> THE EXERCISE:
Can you retype all of the lines below, character for character, keeping each one on its own line?

> DATA PROVIDED:
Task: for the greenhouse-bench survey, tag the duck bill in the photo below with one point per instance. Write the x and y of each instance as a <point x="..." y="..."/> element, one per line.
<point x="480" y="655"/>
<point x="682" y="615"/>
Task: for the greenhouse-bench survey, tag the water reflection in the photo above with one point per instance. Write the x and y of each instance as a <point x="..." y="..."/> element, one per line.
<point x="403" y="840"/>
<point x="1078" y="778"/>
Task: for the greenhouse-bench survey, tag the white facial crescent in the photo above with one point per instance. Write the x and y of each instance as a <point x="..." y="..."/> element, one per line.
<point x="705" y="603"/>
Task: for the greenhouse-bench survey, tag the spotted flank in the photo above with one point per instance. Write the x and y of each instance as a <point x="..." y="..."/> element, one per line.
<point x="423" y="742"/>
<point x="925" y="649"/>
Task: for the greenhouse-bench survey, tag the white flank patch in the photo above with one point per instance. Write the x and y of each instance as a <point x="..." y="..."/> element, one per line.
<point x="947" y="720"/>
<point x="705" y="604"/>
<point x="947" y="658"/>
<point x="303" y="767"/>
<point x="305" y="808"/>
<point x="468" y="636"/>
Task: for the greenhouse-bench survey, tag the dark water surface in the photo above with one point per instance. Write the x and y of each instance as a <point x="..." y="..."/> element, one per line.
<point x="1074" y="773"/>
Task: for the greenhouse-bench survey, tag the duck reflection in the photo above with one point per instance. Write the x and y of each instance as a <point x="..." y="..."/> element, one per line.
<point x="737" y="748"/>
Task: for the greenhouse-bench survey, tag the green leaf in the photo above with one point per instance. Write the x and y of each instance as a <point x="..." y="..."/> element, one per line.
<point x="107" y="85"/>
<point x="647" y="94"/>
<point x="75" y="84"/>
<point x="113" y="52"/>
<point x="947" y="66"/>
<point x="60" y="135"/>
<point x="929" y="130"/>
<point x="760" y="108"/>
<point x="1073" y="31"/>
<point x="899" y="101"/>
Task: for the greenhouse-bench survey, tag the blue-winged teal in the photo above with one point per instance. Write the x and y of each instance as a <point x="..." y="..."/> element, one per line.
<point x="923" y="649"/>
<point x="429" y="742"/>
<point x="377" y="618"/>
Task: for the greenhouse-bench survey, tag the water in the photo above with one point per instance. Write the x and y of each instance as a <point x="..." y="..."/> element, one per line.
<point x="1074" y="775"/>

> SOLUTION TO THIS PROBLEM:
Task: for the greenhouse-bench survey, tag the duck bill in the photo below with one point per instance. Write the x and y of each instance as a <point x="..." y="..."/> element, one per line.
<point x="480" y="655"/>
<point x="682" y="615"/>
Task: for the greenhouse-bench survey, tag the water reflection in the photo above with one point per instance. Write the x and y of each instance as a <point x="..." y="..."/> element, one per line.
<point x="403" y="840"/>
<point x="1078" y="778"/>
Task: for the greenhouse-bench survey, tag the white facial crescent in the photo above with one point per instance. Write the x and y of each instance as a <point x="..." y="..."/> element, one per line.
<point x="705" y="603"/>
Task: for the greenhouse-bench survey, tag the spotted flank in the photo above with one point per instance. Write the x and y of each instance as a <point x="..." y="..."/> element, one per line.
<point x="423" y="742"/>
<point x="925" y="649"/>
Task: for the greenhouse-bench survey, tag the white flank patch in the photo above with one point per instance. Write the x and y of each instance as a <point x="..." y="..."/> element, one per line.
<point x="947" y="720"/>
<point x="705" y="604"/>
<point x="947" y="658"/>
<point x="303" y="767"/>
<point x="305" y="808"/>
<point x="468" y="636"/>
Task: for the greenhouse-bench survey, tag the dark water surface in the photo above with one point per instance. Write the x and y of each instance as a <point x="..." y="..."/> element, one per line.
<point x="1074" y="773"/>
Task: for the greenhouse-bench survey, tag the duck reflection in the photo above with one point per instance. Write the x and y of each instance as a <point x="..." y="..."/> element, one per line.
<point x="737" y="748"/>
Task: for the greenhouse-bench survey, tag the green leaf in the photo above with one point per instance. Write the x and y of each instance as a <point x="..." y="..."/> element, one per line.
<point x="107" y="85"/>
<point x="647" y="94"/>
<point x="75" y="84"/>
<point x="113" y="52"/>
<point x="947" y="66"/>
<point x="60" y="135"/>
<point x="929" y="130"/>
<point x="760" y="108"/>
<point x="1073" y="31"/>
<point x="899" y="101"/>
Task: for the greenhouse-bench survey, tag the blue-winged teal in the photo above with one point per instance. Write the x and y of each instance as a <point x="..." y="..."/> element, one per line.
<point x="923" y="649"/>
<point x="429" y="742"/>
<point x="377" y="618"/>
Task: for the greenhouse-bench survey, tag the water in the photo above with one point per instance. Write the x and y of each instance as a <point x="..." y="..."/> element, one per line.
<point x="1074" y="775"/>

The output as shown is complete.